> **Texte fourni**
....
Bruno Le Maire et le président de Renault, Jean-Dominique Senard, ont joué la carte de l'apaisement jeudi lors d'un entretien centré sur l'avenir du groupe et de l'alliance avec Nissan, après des tensions autour des responsabilités dans l'échec de la fusion envisagée entre le groupe au losange et Fiat Chrysler Automobiles (FCA). Le ministre de l'Economie et des Finances et le patron du constructeur français ont eu "un excellent entretien, tourné vers l'avenir du groupe Renault et de l'alliance Renault-Nissan", indique-t-on à Bercy, où l'on souhaite "une relation de confiance et apaisée" après les crispations des derniers jours entre le groupe automobile et son principal actionnaire. Lors de cette rencontre d'environ une demi-heure, Bruno Le Maire "a répété que la priorité était le renforcement de l'alliance", précise-t-on dans l'entourage du ministre. Avant ce rendez-vous, le ministre de l'Economie et des Finances avait fait part sur franceinfo de sa volonté de "remettre les points sur les 'i'", notamment sur le fait que les actionnaires définissent la stratégie, le président étant chargé de l'appliquer. "Tant (que l'Etat) est actionnaire de référence, sa responsabilité pour l'entreprise, pour les salariés, pour les usines, pour les centres de recherche, c'est de jouer son rôle d'actionnaire de référence avec les autres actionnaires pour définir une stratégie pour l'entreprise", a-t-il dit sur franceinfo. Mercredi, Jean-Dominique Senard a déclaré à l'assemblée générale de Renault que le retrait brutal de l'offre de Fiat à la suite d'un délai demandé par l'Etat français, qui détient 15% du groupe au losange, le désolait. "Cela m'a toujours paru une opportunité intéressante, ça reste une opportunité intéressante. Mais j'ai toujours été clair: (à condition que ce soit) dans le cadre de la stratégie de renforcement de l'alliance (avec Nissan), ce qui suppose que le partenaire japonais soit associé et ce qui suppose (qu') au bout du compte (il) soit d'accord", a répliqué Bruno Le Maire.
....
> **Données fournies**
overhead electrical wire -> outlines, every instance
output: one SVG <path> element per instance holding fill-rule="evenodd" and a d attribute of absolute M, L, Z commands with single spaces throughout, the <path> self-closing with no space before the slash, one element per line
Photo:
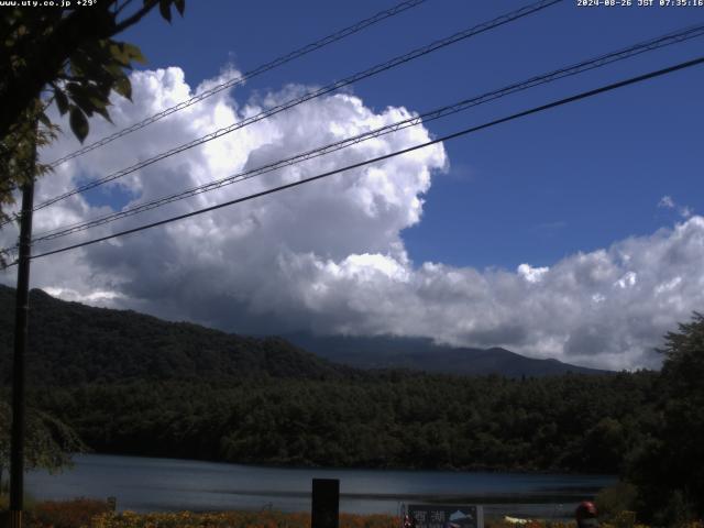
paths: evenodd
....
> **Consignes**
1 > Selon le texte sur Renault, quelle part du groupe l'État français détient-il ?
2 > Résumez sous forme de liste le paragraphe du texte sur Renault qui commence par « Bruno Le Maire et le président de Renault », en conservant ses faits principaux.
Les lignes constituent un matériau distinct du texte.

> **Réponses**
1 > L'État français détient 15 % du groupe Renault.

2 >
- Jeudi, Bruno Le Maire et Jean-Dominique Senard ont joué l'apaisement lors d'un entretien consacré à l'avenir de Renault et de l'alliance avec Nissan. Cette rencontre faisait suite à des tensions sur les responsabilités dans l'échec de la fusion envisagée avec FCA.
- Bercy parle d'un « excellent entretien » et souhaite une relation de confiance et apaisée entre le groupe et son principal actionnaire.
- Au cours de cette rencontre d'environ une demi-heure, le ministre a répété que la priorité était le renforcement de l'alliance.
- Auparavant, sur franceinfo, il avait rappelé que les actionnaires définissent la stratégie et que le président l'applique. Selon lui, l'État doit jouer son rôle d'actionnaire de référence.
- Mercredi, à l'assemblée générale, Jean-Dominique Senard s'est dit désolé du retrait brutal de l'offre de Fiat. Ce retrait a suivi un délai demandé par l'État, qui détient 15 % du groupe.
- Bruno Le Maire a répliqué que l'opportunité restait intéressante, à condition de s'inscrire dans le renforcement de l'alliance, avec l'association et l'accord du partenaire japonais.